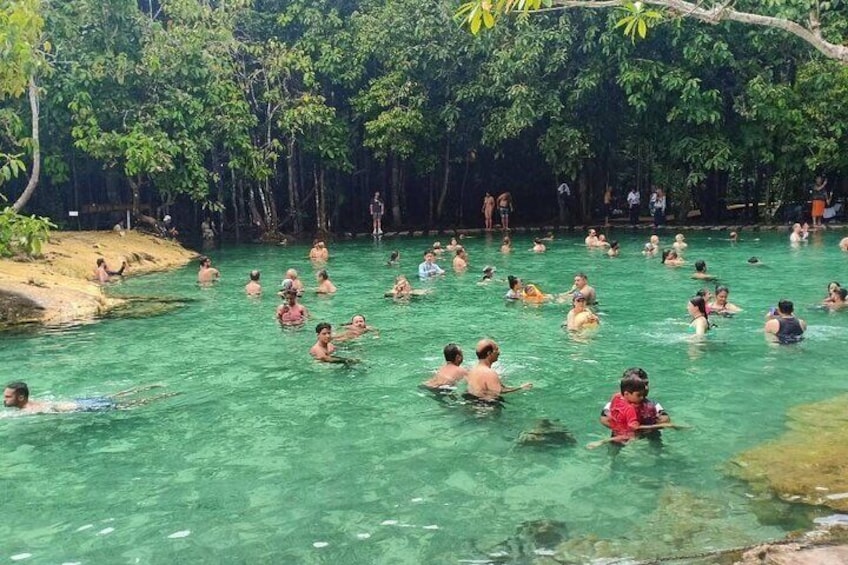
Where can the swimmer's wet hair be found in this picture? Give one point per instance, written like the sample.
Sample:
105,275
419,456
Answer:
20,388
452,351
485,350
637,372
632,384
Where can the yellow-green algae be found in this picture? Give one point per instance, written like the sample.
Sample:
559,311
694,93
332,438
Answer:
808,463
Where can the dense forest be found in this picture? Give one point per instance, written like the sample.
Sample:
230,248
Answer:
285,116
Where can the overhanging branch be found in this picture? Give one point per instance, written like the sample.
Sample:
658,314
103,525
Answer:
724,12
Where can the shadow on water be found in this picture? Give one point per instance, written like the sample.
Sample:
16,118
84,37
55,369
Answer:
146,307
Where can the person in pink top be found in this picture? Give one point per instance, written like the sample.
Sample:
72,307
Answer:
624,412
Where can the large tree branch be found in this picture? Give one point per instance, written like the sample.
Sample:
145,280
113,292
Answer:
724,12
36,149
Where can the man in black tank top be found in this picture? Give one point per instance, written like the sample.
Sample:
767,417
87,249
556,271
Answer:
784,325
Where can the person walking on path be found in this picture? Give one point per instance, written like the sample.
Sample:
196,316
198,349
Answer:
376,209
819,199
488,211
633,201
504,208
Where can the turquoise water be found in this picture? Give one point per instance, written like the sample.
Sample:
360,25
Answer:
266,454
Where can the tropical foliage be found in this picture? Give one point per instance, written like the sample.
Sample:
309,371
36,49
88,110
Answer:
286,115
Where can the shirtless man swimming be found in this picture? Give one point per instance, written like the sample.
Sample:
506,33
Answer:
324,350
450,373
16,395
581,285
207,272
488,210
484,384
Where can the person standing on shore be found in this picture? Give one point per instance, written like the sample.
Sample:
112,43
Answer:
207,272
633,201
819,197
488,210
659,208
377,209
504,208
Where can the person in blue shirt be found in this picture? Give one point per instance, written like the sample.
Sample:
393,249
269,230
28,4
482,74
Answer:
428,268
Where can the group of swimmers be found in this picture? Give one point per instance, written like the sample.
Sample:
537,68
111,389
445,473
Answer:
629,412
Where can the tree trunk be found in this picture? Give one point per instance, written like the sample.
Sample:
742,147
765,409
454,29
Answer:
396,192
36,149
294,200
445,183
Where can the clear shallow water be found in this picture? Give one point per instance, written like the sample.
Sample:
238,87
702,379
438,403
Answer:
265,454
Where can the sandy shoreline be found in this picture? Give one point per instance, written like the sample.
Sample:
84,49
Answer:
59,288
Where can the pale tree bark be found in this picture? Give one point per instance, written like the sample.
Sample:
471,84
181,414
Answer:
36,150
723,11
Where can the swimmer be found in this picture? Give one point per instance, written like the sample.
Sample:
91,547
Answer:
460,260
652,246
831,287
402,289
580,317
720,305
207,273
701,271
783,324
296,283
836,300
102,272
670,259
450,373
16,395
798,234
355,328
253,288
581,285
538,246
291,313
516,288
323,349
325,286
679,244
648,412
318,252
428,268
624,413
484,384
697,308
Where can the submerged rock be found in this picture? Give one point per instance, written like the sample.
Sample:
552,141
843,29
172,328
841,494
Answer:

* * *

Could the entries above be copied out exactly, with no pictures included?

ANSWER FOR THIS EXERCISE
Where can the swimmer's wet hair be found in this picture? Give one point per instance, written like the sample.
Sample:
105,275
419,456
Answer:
20,388
452,351
485,350
637,372
632,384
Where can the yellow-green algae be found in this picture? Give one point per instance, written like the sample.
Sample:
559,311
694,93
332,438
Answer:
808,463
Where can the dense forest be found in this picture? Give one point per instance, written like the sample.
Sample:
230,248
Answer:
285,116
Where can the overhanging branch be found in this picture? Give one point per instance, written like the sample.
Sample:
658,314
103,525
Answer:
724,12
Where can the shadow on water be found in this picture? Give one point per instance, written like the sample.
Sample:
16,118
84,37
55,369
Answer:
146,307
Where can the person in pink top be found in this picture? Give one point per instance, written like the sample.
Sample:
72,307
Answer:
624,412
Where can the large tree branch be found in this picture? Give one point per instance, written like the sample.
Sample:
145,280
113,292
Answer:
724,12
36,149
Where can the man in black tank top be found in this picture? Give one point per instance, written like the sample.
Sample:
767,417
87,249
556,271
Answer:
784,325
Where can the person walking on path be found in this picture? Give one point per instance, written like the sample.
Sample:
196,316
198,349
Answer:
376,209
819,199
488,211
633,201
504,208
Where can the turquoise water be found in this picture? Give one point per instance, written like the sample.
Sample:
360,25
Answer:
266,454
Where can the tropical foliage be found in this picture? Give one point per instance, written like the sample.
Sample:
309,371
36,49
88,110
Answer:
286,115
Where can the shirtless man swimming be found in this picture? Give one point per instance, written like the sample.
Sample:
506,33
Answer:
324,350
450,373
16,395
581,285
207,272
488,210
484,384
Where can the person standing on shore be found in this picture? Give one point per instance, written like the sample.
Sample:
112,43
Answer:
207,272
633,201
819,197
488,210
659,208
377,209
504,208
Where can the person in blue shirt be found in this picture? Give one point per instance, written like the sample.
Sample:
393,249
269,230
28,4
482,74
Answer:
428,268
Where can the group of swimmers be found in this picture? Give one point per instance, written like the sample.
Sample:
537,68
111,389
445,473
Answer:
629,412
Where can the tree trunk be found in this picture? Give one point per instance, written like the sample.
Sample:
742,147
765,409
454,29
Answer:
396,192
36,149
294,200
445,183
Where can the clear shallow water be found in this picture? Give one point per instance, written like the sample.
Sample:
238,87
702,379
438,403
Answer:
265,454
Where can the sandy shoreline be found in this picture? Give one point per instance, written like the sample.
Sample:
84,49
Answer:
59,288
Where can the pale tree bark be found in this picture? Give one point per instance, written like the sample.
Sample:
471,84
181,414
Answer:
36,150
723,11
Where can the swimmer be found in this picture? Give one point per instance, written like the sample.
Sample:
91,547
Answer:
460,260
652,246
831,287
402,289
580,317
720,305
207,273
701,271
783,324
296,283
836,300
102,272
670,259
450,373
16,395
798,234
355,328
253,288
581,285
538,246
291,313
516,288
323,349
325,286
679,244
648,412
318,252
428,268
624,413
484,384
697,308
Where can the submerged rock be found in this picture? Give one point per instance, written like the sample.
Sample:
552,141
843,29
172,328
841,494
Answer:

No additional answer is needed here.